## Excerpt to read
------------------------------------------------------------------------
With her arrival at the Brera Academy and Bottarelli's school, Minjung Kim revised- not repudiated - her relationship with visible nature.  Placing emphasis on the contribution made by marks and materials, Minjung Kim animated her landscapes - always produced on paper panels - and transformed them into large curled surfaces in which one is able to recognize waves and rocks. In another series of works, she made close-up studies of flowers, reducing them to pools of color diluted with water.

— Giacomo Agosti, Minjung Kim, Milan, 1995

In her most recent work Minjung Kim creates chrysanthemum like rosettes via collage, using a candle flame to shape colored rice paper rings

…that once concentrically laid one upon the other, generate chronological tunnels or ploughs which make it possible to perceive and cross the transience of time…Furthermore, time has a suggestive possibility of representation through the combustion of the paper itself.  The fire represents effectively the quick passing of the facts and their going back to the emptiness.
------------------------------------------------------------------------
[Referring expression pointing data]
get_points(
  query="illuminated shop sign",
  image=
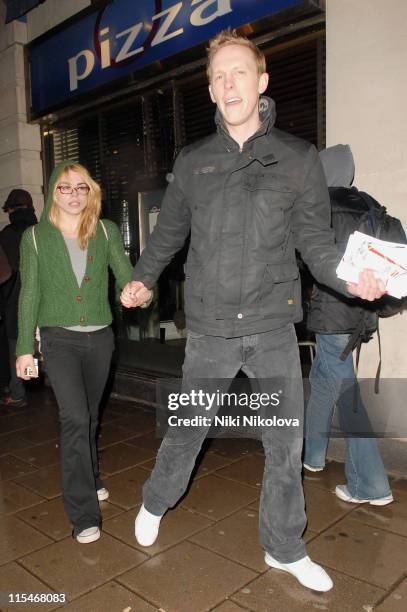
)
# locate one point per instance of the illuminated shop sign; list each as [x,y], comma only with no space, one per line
[126,36]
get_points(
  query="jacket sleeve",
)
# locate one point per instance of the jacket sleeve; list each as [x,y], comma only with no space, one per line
[311,225]
[5,270]
[171,229]
[118,260]
[29,297]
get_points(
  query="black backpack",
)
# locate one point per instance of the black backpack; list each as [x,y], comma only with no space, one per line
[378,223]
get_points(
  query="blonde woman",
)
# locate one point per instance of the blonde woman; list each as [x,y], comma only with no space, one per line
[64,274]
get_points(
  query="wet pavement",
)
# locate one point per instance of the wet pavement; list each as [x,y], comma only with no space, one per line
[207,556]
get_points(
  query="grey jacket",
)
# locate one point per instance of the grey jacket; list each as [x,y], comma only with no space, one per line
[247,212]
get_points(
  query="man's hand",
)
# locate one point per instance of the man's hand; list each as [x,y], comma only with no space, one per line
[368,288]
[22,363]
[134,294]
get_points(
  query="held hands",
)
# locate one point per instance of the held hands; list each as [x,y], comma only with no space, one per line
[368,288]
[135,294]
[23,363]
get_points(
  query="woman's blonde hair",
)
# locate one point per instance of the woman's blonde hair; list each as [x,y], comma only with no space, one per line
[90,214]
[231,37]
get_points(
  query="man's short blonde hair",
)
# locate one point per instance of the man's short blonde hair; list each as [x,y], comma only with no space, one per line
[231,37]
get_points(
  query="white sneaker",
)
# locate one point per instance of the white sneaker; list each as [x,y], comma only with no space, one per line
[146,527]
[308,573]
[103,494]
[91,534]
[342,492]
[312,469]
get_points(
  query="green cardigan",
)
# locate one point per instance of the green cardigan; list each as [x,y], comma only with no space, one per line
[50,294]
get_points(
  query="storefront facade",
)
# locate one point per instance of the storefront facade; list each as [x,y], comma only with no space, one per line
[123,89]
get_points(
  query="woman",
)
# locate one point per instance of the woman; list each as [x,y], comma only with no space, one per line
[64,274]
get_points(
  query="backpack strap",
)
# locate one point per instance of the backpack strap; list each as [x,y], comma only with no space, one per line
[104,229]
[376,213]
[34,239]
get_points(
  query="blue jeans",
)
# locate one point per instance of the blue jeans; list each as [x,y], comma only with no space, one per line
[333,381]
[265,358]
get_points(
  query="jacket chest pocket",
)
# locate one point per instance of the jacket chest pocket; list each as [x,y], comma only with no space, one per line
[270,203]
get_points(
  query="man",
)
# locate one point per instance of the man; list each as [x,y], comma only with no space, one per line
[250,195]
[334,318]
[19,206]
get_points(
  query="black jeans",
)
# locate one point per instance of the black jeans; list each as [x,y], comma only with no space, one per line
[268,359]
[78,365]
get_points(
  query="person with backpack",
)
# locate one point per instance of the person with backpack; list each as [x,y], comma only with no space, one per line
[64,276]
[20,209]
[340,325]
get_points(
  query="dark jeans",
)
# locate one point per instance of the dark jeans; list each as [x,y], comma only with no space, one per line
[269,359]
[78,365]
[16,385]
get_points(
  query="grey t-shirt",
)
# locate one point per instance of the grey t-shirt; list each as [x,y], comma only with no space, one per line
[78,261]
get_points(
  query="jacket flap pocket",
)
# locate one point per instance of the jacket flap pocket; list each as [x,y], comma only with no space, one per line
[265,181]
[283,272]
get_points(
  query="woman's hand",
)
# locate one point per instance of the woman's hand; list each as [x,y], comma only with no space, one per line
[22,363]
[135,294]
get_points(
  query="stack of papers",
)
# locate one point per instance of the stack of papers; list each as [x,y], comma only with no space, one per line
[387,259]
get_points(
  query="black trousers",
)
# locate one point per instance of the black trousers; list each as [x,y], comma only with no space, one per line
[78,365]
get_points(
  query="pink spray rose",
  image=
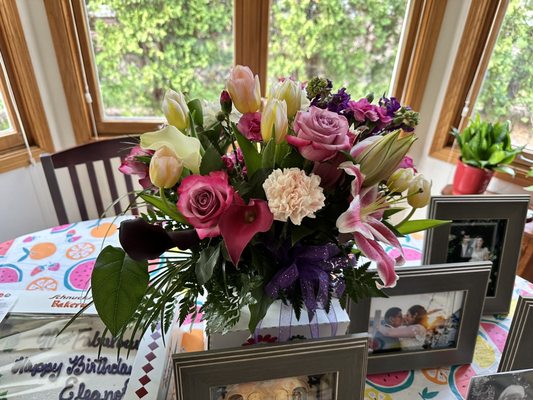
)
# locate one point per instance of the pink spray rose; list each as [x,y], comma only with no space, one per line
[321,134]
[131,166]
[250,126]
[203,200]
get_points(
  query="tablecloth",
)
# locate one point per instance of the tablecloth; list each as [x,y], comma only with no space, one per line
[61,258]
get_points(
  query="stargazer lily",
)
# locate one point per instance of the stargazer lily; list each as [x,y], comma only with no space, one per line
[362,219]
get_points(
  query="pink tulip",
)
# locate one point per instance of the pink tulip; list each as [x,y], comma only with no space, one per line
[244,89]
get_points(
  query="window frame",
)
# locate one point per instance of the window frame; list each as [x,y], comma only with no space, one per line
[19,70]
[483,24]
[251,26]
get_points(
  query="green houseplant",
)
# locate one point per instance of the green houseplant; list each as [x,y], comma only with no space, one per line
[485,148]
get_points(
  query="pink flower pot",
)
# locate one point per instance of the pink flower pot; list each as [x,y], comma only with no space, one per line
[470,180]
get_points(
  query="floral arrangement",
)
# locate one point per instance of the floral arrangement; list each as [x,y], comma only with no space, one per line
[260,200]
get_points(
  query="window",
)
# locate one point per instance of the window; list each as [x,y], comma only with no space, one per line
[494,79]
[116,74]
[354,43]
[21,110]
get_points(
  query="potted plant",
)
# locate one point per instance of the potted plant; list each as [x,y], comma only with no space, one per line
[485,148]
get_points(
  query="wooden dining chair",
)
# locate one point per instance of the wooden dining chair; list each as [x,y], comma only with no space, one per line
[88,154]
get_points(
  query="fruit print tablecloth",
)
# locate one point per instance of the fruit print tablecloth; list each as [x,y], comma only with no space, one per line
------------------------------------------------------------------------
## Problem
Extend the passage on Minjung Kim's paper works, beginning immediately after its final sentence.

## Exercise result
— Roberto Borghi, curator of Event: Process of Artwork by Minjung Kim at the Museo Comunale d’Art Moderna Ascona, Switzerland, July 13 – August 31, 2003

The pyrotechnic system of the image used by Minjung Kim renders the energy of the fire visible in natural images of fire roses, flaming flowers, biological thermal forms, cosmic constellations, galaxies of paper and fire, the small celestial fruits of a hanging garden; they are empty pools in the centre and at the edges of a map of the sidereal spaces of painting…  the most surprising aspect to be seen in this analytical correspondence lies in a form of paintings produced without traditional tools – brush and ink – and, at the same time, without the matter that forms it. The invisible flame and the paper, which being burned is only present by its complete absence. It is this extraordinary and expressive capacity of not being, of the Great Absence, attained, discharged, presented and not represented that constitutes the Great Presence in the art of Minjung Kim.